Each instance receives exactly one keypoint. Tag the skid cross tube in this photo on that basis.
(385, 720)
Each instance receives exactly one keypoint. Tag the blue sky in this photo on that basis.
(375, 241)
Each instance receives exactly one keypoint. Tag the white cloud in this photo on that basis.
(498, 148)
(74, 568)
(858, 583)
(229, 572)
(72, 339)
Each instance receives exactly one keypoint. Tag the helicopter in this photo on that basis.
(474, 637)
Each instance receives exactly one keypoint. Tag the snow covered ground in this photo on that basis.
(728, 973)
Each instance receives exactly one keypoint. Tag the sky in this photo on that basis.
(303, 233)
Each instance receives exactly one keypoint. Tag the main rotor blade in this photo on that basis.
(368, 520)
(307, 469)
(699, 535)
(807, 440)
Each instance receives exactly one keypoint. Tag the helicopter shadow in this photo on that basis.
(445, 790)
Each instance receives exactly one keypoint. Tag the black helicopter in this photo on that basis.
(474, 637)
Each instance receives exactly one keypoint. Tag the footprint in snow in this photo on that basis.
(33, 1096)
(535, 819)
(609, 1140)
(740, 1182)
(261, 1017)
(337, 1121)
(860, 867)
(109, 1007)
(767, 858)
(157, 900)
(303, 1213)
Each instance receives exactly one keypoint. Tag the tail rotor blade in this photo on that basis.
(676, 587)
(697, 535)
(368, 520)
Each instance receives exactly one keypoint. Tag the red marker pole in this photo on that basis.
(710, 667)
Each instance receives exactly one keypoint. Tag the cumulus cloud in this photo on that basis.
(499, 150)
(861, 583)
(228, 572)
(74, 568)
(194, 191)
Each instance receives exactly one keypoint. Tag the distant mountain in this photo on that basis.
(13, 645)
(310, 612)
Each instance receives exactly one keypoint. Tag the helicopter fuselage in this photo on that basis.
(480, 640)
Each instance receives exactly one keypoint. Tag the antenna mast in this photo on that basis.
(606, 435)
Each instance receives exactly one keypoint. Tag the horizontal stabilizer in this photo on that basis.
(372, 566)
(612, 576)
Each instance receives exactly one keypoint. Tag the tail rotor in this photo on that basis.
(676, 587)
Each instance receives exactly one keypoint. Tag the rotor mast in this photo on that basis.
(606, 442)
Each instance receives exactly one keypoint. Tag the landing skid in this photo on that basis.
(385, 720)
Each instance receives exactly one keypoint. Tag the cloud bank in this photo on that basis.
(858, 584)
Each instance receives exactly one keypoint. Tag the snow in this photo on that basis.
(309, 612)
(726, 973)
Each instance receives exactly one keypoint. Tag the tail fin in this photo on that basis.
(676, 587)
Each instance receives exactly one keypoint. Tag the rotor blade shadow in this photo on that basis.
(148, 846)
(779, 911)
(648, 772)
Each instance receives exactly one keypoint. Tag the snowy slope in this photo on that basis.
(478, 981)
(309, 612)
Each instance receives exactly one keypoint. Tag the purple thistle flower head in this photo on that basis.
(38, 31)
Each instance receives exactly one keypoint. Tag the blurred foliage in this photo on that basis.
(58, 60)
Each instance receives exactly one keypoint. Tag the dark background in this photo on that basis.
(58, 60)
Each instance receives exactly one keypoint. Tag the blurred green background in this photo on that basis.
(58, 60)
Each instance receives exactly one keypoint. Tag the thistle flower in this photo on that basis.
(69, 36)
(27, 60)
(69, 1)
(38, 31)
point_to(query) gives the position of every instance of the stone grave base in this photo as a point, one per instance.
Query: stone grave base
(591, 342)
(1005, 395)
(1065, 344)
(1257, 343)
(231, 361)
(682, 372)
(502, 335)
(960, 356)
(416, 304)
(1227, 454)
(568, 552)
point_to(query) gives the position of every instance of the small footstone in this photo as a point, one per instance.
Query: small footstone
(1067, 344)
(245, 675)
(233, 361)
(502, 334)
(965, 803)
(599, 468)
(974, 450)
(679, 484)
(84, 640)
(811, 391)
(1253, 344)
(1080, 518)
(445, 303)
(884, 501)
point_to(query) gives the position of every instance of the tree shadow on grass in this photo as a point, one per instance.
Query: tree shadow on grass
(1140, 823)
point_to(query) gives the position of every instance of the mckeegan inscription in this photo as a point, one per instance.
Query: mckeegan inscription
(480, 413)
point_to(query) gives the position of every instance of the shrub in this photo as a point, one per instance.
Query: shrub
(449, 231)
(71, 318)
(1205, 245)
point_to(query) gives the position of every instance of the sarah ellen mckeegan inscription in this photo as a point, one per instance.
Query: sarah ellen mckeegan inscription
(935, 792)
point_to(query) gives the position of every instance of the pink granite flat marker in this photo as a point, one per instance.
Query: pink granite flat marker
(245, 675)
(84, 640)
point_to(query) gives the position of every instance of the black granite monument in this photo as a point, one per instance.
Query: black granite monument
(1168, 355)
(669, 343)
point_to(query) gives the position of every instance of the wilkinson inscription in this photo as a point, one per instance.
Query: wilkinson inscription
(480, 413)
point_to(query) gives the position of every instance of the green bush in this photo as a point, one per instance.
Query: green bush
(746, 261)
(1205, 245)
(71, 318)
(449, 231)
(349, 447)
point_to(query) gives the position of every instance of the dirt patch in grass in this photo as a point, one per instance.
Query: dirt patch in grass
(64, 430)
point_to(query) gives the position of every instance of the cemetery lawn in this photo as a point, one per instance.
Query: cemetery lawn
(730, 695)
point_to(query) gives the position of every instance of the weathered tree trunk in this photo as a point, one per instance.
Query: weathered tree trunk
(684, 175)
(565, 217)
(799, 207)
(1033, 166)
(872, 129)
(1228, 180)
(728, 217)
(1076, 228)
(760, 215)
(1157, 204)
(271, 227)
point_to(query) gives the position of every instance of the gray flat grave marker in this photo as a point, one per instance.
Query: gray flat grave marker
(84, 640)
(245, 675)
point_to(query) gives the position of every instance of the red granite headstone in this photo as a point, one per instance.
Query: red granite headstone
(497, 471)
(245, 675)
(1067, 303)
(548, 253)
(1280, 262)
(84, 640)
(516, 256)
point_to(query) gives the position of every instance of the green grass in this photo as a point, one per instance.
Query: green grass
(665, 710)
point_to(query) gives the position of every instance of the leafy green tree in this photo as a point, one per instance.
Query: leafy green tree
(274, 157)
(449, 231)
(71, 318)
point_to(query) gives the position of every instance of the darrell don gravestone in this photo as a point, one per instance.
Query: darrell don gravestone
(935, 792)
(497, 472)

......

**WRITTEN INSTRUCTION:** Copy the material above verbatim.

**RESULT:**
Each instance receives exactly one keypoint. Tag the skid cross tube in this photo on that basis.
(385, 720)
Each instance receives exactly one keypoint. Tag the blue sky in this photo on that basis.
(375, 241)
Each instance receives exactly one keypoint. Tag the white cloud in this photo on that basis.
(498, 148)
(74, 568)
(858, 583)
(229, 572)
(72, 339)
Each instance receives exactly one keypoint. Tag the helicopter in this photo on that basis.
(474, 637)
Each instance receives exactly one keypoint. Tag the snow covered ground in this photo on that basis.
(728, 973)
Each instance receives exactly one keypoint. Tag the sky in this photo on that basis.
(303, 233)
Each instance receives exactly one keypoint. Tag the main rotor blade in this photo on that basis.
(368, 520)
(307, 469)
(699, 535)
(807, 440)
Each instance receives exactly one keypoint. Tag the helicopter shadow in this photo on that basis.
(445, 790)
Each instance receives exactly one keypoint. Tag the black helicopter in this photo on that basis.
(474, 637)
Each instance receives exactly one keypoint. Tag the footprint in snow in this photo on that basis.
(33, 1096)
(535, 819)
(609, 1140)
(740, 1182)
(261, 1017)
(337, 1121)
(860, 867)
(109, 1007)
(767, 858)
(157, 900)
(303, 1213)
Each instance receives exactly one keypoint. Tag the tail rotor blade in this photo on that basis.
(676, 587)
(697, 535)
(368, 520)
Each instance receives exactly one keypoint. Tag the red marker pole in this photo on that basis.
(710, 667)
Each instance receives exactly one keypoint. Tag the cumulus cloud in this photo on that basis.
(499, 150)
(861, 583)
(228, 572)
(74, 568)
(194, 191)
Each instance receives exactly one keypoint. Tag the distant mountain in this photo on that basis.
(13, 645)
(310, 612)
Each instance receives exactly one keypoint. Tag the helicopter fuselage in this photo on that basis.
(480, 640)
Each instance receives exactly one keypoint. Tag the antenna mast in this photo on that basis.
(606, 435)
Each instance receives exactly one keypoint. Tag the horizontal stabilizer in this photo on that basis.
(372, 566)
(612, 576)
Each instance receives exactly one keypoint. Tag the tail rotor in this photo on that basis.
(676, 587)
Each instance receives exactly one keypoint. Tag the rotor mast in this photo on that basis.
(606, 442)
Each instance receives exactly one keypoint. Tag the landing skid in this photo on that basis.
(385, 720)
Each instance receives exactly one keypoint. Tag the cloud bank in this photo on that basis.
(858, 584)
Each instance receives exactly one keypoint. Tag the snow in this photo on that basis.
(309, 612)
(726, 973)
Each instance receives exactly one keypoint. Tag the tail fin in this photo on that basis.
(676, 587)
Each instance receives exactly one keypoint. Tag the rotor blade shadow in this photo on that basis.
(148, 846)
(779, 911)
(648, 772)
Each instance receives exactly one keypoint. Tag the snowy slope in this photo on that basis.
(478, 981)
(309, 612)
Each instance receives exactly one keypoint. Tag the purple thistle flower head in this photo on that basis.
(38, 31)
Each instance receives exactly one keypoint. Tag the blurred foliage in this photo on that basis.
(58, 60)
Each instance receives exactly one keypoint. Tag the dark background in this photo on that basis.
(58, 60)
Each instance receives exactly one keypoint. Tag the blurred green background in this photo on that basis.
(58, 60)
Each instance receives exactly one keypoint. Tag the thistle flower in this photo on that basis.
(69, 36)
(27, 60)
(69, 1)
(38, 31)
point_to(query) gives the position of every instance of the stone grave base in this photo as a point, one per instance.
Query: stone grave base
(591, 342)
(1005, 395)
(1065, 344)
(1257, 343)
(231, 361)
(682, 372)
(502, 335)
(960, 356)
(416, 304)
(1227, 454)
(568, 552)
point_to(query) gives the position of every instance of the small footstone in this photo as a point, one per instance.
Query: small footstone
(1067, 344)
(245, 675)
(233, 361)
(502, 334)
(965, 803)
(599, 468)
(974, 450)
(679, 484)
(84, 640)
(811, 391)
(1253, 344)
(1080, 518)
(445, 303)
(884, 501)
point_to(query) gives the position of every instance of the tree shadow on grass in this photo as a point, one per instance.
Query: tree shadow on grass
(1140, 823)
point_to(query) gives the position of every instance of the mckeegan inscription in this photo as a point, one per instance.
Query: mckeegan inscription
(480, 413)
point_to(query) gives the position of every instance of the shrub in this photo as a point, one per instance.
Query: shrub
(449, 231)
(71, 318)
(1205, 245)
point_to(query) gives the position of every instance of the sarah ellen mckeegan inscription in this photo as a point, one per instance.
Query: sarah ellen mckeegan inscription
(935, 792)
point_to(query) gives the position of every instance of the pink granite flat marker in this photo as a point, one per instance.
Query: pink granite flat marker
(245, 675)
(84, 640)
point_to(query) gives the position of every instance of the black granite monument in this photo as a point, one per instance.
Query: black granite monument
(1168, 355)
(669, 343)
point_to(query) gives the position of every instance of the wilkinson inscription in this photo as a point, one per instance.
Query: wilkinson inscription
(480, 413)
point_to(query) gives the position of every instance of the green bush in this photo as a point, one per instance.
Query: green bush
(746, 261)
(1205, 245)
(71, 318)
(449, 231)
(349, 447)
point_to(query) gives the position of every instance of the dirt patch in grass in this photo as a point, one per instance.
Query: dirt patch in grass
(64, 430)
point_to(query) gives the position of every instance of the cemetery lawn in this photo as a point, one per instance.
Query: cemetery lawn
(730, 695)
point_to(query) gives the position of every instance of the weathered tree trunk in this photo as a point, one per instance.
Query: weathered tree trunk
(684, 175)
(565, 217)
(799, 207)
(1033, 166)
(872, 129)
(1228, 180)
(728, 217)
(1076, 228)
(760, 215)
(1157, 204)
(271, 227)
point_to(query) gives the position of every instance of the gray flat grave marker in this photo as a point, one per instance.
Query: gray flat grave marker
(84, 640)
(245, 675)
point_to(query) gives the position of every instance of the red granite headstone in this photo as a point, one per instance.
Query: red granite headstone
(497, 471)
(245, 675)
(1067, 303)
(548, 253)
(1280, 262)
(84, 640)
(516, 256)
point_to(query) gives the position of every instance of the green grass in this photo as a point, one per instance.
Query: green grass
(665, 710)
point_to(query) gives the position of every instance of the leafy green tree in this photo as a point, one per instance.
Query: leafy green tree
(274, 157)
(449, 231)
(71, 318)
point_to(query) gives the position of every instance of the darrell don gravestone in this photo as a point, one per instance.
Query: darrell don gravestone
(935, 792)
(497, 472)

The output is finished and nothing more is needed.